• EXERCISE INSTRUCTIONS: Could you copy out every one of the entries below, line for line and without any changes, leaving the pictures out?

• DATA TO USE:
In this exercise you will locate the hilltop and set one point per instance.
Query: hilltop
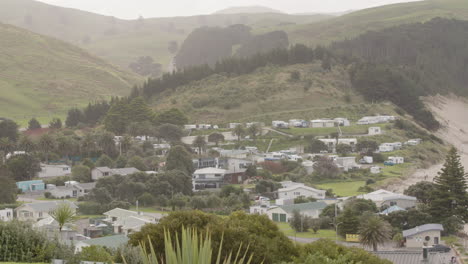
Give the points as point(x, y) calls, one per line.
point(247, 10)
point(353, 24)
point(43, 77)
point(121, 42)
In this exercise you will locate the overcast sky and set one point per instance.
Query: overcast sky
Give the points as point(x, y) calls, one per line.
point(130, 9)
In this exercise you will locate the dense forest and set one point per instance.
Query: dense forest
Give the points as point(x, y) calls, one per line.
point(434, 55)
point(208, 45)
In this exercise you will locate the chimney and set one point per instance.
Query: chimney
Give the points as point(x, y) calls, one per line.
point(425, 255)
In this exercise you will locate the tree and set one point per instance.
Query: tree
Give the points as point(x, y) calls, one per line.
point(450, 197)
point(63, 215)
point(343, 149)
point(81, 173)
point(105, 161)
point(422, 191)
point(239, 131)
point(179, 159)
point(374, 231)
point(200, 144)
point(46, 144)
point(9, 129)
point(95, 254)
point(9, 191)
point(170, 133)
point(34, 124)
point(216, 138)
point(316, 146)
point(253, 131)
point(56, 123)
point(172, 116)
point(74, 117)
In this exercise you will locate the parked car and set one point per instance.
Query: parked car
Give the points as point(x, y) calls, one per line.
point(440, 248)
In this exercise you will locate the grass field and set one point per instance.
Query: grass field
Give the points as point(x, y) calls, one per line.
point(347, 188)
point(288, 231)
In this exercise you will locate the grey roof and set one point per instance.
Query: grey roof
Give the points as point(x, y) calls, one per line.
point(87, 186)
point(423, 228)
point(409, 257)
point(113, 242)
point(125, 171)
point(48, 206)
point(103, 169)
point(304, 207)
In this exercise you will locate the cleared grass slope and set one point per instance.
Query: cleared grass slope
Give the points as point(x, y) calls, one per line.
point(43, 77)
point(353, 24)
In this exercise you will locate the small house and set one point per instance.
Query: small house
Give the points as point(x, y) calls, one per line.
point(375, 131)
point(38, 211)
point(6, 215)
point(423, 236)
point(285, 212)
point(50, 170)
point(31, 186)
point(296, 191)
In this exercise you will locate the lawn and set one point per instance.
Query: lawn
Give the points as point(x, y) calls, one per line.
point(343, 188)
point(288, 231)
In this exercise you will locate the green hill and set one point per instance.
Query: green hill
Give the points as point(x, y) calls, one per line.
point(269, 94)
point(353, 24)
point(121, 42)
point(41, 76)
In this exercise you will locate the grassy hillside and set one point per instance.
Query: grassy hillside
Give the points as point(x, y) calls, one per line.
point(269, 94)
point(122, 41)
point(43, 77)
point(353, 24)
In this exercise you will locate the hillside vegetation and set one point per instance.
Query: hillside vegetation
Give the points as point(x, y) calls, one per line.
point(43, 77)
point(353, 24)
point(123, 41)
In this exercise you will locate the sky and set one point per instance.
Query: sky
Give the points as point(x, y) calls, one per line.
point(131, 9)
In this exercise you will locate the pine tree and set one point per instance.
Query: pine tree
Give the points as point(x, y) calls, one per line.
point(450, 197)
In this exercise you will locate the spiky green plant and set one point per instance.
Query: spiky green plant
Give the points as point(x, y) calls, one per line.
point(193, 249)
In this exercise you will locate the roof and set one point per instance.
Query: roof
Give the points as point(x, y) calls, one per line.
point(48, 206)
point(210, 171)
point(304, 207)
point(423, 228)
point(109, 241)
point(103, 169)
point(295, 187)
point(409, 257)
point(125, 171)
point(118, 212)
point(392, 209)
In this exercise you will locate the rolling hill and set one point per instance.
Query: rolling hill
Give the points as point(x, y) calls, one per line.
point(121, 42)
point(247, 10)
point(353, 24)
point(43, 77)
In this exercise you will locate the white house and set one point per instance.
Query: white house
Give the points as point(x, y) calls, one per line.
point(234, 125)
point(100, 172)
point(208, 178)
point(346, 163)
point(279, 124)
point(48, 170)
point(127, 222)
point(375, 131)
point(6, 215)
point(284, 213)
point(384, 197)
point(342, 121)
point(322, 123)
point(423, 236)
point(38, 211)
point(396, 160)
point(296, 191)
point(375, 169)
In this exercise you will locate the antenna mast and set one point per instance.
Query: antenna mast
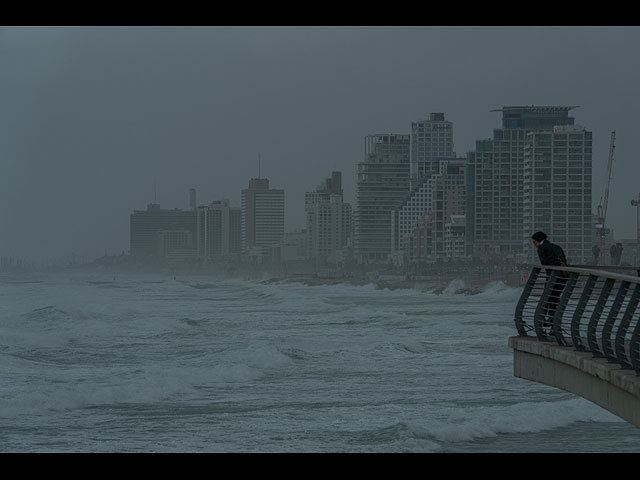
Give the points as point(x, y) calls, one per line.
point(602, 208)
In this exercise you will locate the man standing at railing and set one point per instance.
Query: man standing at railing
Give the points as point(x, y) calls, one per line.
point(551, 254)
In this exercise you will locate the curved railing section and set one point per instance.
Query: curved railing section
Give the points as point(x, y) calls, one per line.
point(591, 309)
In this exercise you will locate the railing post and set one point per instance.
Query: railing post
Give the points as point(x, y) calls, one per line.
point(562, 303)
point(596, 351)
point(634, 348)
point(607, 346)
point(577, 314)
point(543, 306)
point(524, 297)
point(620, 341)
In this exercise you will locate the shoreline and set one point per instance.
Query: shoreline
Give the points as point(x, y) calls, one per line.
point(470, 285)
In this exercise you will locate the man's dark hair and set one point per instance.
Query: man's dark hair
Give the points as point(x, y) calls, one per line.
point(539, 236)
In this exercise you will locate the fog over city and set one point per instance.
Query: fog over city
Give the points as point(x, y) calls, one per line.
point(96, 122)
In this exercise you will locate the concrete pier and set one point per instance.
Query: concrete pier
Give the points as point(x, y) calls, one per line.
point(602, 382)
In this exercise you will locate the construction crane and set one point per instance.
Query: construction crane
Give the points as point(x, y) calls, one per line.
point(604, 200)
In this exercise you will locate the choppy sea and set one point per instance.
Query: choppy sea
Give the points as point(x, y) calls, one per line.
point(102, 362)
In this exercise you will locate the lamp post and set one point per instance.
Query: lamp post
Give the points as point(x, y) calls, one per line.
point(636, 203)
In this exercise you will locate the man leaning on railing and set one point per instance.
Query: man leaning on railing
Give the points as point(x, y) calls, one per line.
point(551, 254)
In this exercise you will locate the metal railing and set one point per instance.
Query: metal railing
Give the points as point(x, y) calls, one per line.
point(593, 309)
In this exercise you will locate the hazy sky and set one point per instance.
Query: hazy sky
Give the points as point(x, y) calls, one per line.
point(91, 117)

• COMPLETE OUTPUT:
In this exercise you will locate the hilltop and set one point per instance.
Query: hilltop
Give the points as point(x, y) calls, one per line.
point(247, 10)
point(353, 24)
point(43, 77)
point(121, 42)
In this exercise you will locate the overcast sky and set one point per instance.
Query: overcast sky
Give the points as point(x, y) calls, one per line.
point(130, 9)
In this exercise you will locate the dense forest and set one point per instance.
Query: dense forest
Give the points as point(x, y) calls, one per line.
point(434, 55)
point(208, 45)
In this exercise you will locate the chimney and set one point per instance.
Query: chimney
Give the points as point(x, y) calls, one per line.
point(425, 255)
In this exercise you will locate the tree and set one point per instance.
Query: tree
Give the points as point(x, y) calls, one per line.
point(450, 197)
point(63, 215)
point(343, 149)
point(81, 173)
point(105, 161)
point(422, 191)
point(239, 131)
point(179, 159)
point(374, 231)
point(200, 144)
point(46, 144)
point(9, 129)
point(95, 254)
point(9, 191)
point(170, 133)
point(34, 124)
point(216, 138)
point(316, 146)
point(253, 131)
point(56, 123)
point(172, 116)
point(74, 117)
In this exercise you will locate the parked car and set one point per instance.
Query: parked car
Give the points as point(x, y) calls, one per line.
point(440, 248)
In this exercise you will locate the grass field and set one point per instance.
Query: grass field
Give the points as point(x, y) calls, one per line.
point(347, 188)
point(288, 231)
In this exercise you will locate the grey roof and set one point per instance.
Query: grey roof
Give the points as point(x, y) calls, one per line.
point(87, 186)
point(423, 228)
point(409, 257)
point(113, 242)
point(125, 171)
point(48, 206)
point(103, 169)
point(304, 207)
In this exercise you will locate the cleared grass slope and set one point per instance.
Query: cleared grass slope
Give the points as point(x, y) calls, one per line.
point(43, 77)
point(353, 24)
In this exercise you will locate the small house and set one point per instance.
Query: small house
Give the points as point(x, y) calls, one per line.
point(375, 131)
point(38, 211)
point(6, 215)
point(423, 236)
point(285, 212)
point(50, 170)
point(31, 186)
point(296, 191)
In this exercise you will locate the lawn and set one point per instance.
Query: lawn
Give the points as point(x, y) calls, one per line.
point(343, 188)
point(288, 231)
In this exercise you will locate the green hill and set one point per instance.
Query: green hill
Give the points as point(x, y) calls, one per line.
point(269, 94)
point(353, 24)
point(121, 42)
point(41, 76)
In this exercise you will locate the grassy hillside and set one point per instance.
Query: grassy hillside
Give the points as point(x, y) calls, one per line.
point(269, 94)
point(122, 41)
point(43, 77)
point(353, 24)
In this exercise you will locate the hillside vegetation and set one point per instance.
Query: hillside vegetation
Give the points as point(x, y) calls, one per line.
point(43, 77)
point(353, 24)
point(123, 41)
In this exercise you will locate the sky and set one point per instance.
Query: sky
Give the points as point(x, y) calls, one per line.
point(131, 9)
In this exercise you will locate the pine tree and set one point per instance.
Query: pine tree
Give the points as point(x, y) calls, one per line.
point(450, 197)
In this exercise you will locate the spiky green plant and set one point per instance.
Query: spiky green plant
Give the points as point(x, y) calls, one per line.
point(193, 249)
In this exercise you will locate the roof and set one point per instance.
Query: roof
Give the points as point(x, y) calls, one per line.
point(48, 206)
point(210, 171)
point(304, 207)
point(423, 228)
point(109, 241)
point(103, 169)
point(295, 187)
point(409, 257)
point(125, 171)
point(118, 212)
point(392, 209)
In this exercise you will locate the rolling hill and set one point per instance.
Query: rolling hill
Give the points as point(x, y) calls, one per line.
point(121, 42)
point(247, 10)
point(353, 24)
point(43, 77)
In this exercise you will locate the white house and set one point per instance.
Query: white house
Give the points as point(x, y) calls, one per line.
point(234, 125)
point(100, 172)
point(208, 178)
point(346, 163)
point(279, 124)
point(48, 170)
point(127, 222)
point(375, 131)
point(6, 215)
point(284, 213)
point(384, 197)
point(342, 121)
point(322, 123)
point(423, 236)
point(38, 211)
point(396, 160)
point(296, 191)
point(375, 169)
In this exercise you will locate the antenna mast and set one point per instance.
Query: antenna mast
Give the points as point(x, y) calls, one per line.
point(602, 208)
In this exercise you will locate the man standing at railing and set one point per instance.
Query: man standing at railing
Give the points as point(x, y) calls, one per line.
point(551, 254)
In this exercise you will locate the curved railing section and set one point per instance.
Query: curved railing section
Give the points as point(x, y) calls, one per line.
point(591, 309)
In this exercise you will locate the railing post and set one point per instance.
Query: railing post
Give the points as point(x, y) calls, one per line.
point(562, 303)
point(596, 351)
point(634, 348)
point(607, 346)
point(577, 314)
point(543, 306)
point(524, 297)
point(620, 341)
In this exercise you will locate the shoreline and set one point per instance.
Query: shoreline
Give the points as point(x, y) calls, one per line.
point(470, 285)
In this exercise you will locate the man's dark hair and set one point per instance.
Query: man's dark hair
Give the points as point(x, y) calls, one per line.
point(539, 236)
In this exercise you will locate the fog over city and set one point per instance.
Query: fog over city
Give the points as point(x, y) calls, one per line.
point(96, 122)
In this exercise you will locate the concrete pier and set one point per instance.
Query: concrete pier
Give the points as point(x, y) calls, one per line.
point(602, 382)
In this exercise you will locate the construction crane and set one point per instance.
Query: construction crane
Give the points as point(x, y) calls, one per line.
point(604, 200)
In this exercise you will locate the choppy sea and set one point per instance.
Query: choppy sea
Give the points as point(x, y) calls, one per line.
point(102, 362)
In this exercise you will locate the lamp post and set one point per instance.
Query: lamp post
Give the points as point(x, y) calls, one per line.
point(636, 203)
In this exercise you will locate the man leaning on railing and set one point per instance.
Query: man leaning on railing
Give the points as point(x, y) calls, one per line.
point(551, 254)
In this exercise you will locate the metal railing and set one point per instance.
Query: metal railing
Give the points as point(x, y) calls, one per line.
point(593, 309)
In this exercise you will locate the hazy sky and set one point per instance.
Query: hazy sky
Give the points as point(x, y) calls, one per line.
point(91, 117)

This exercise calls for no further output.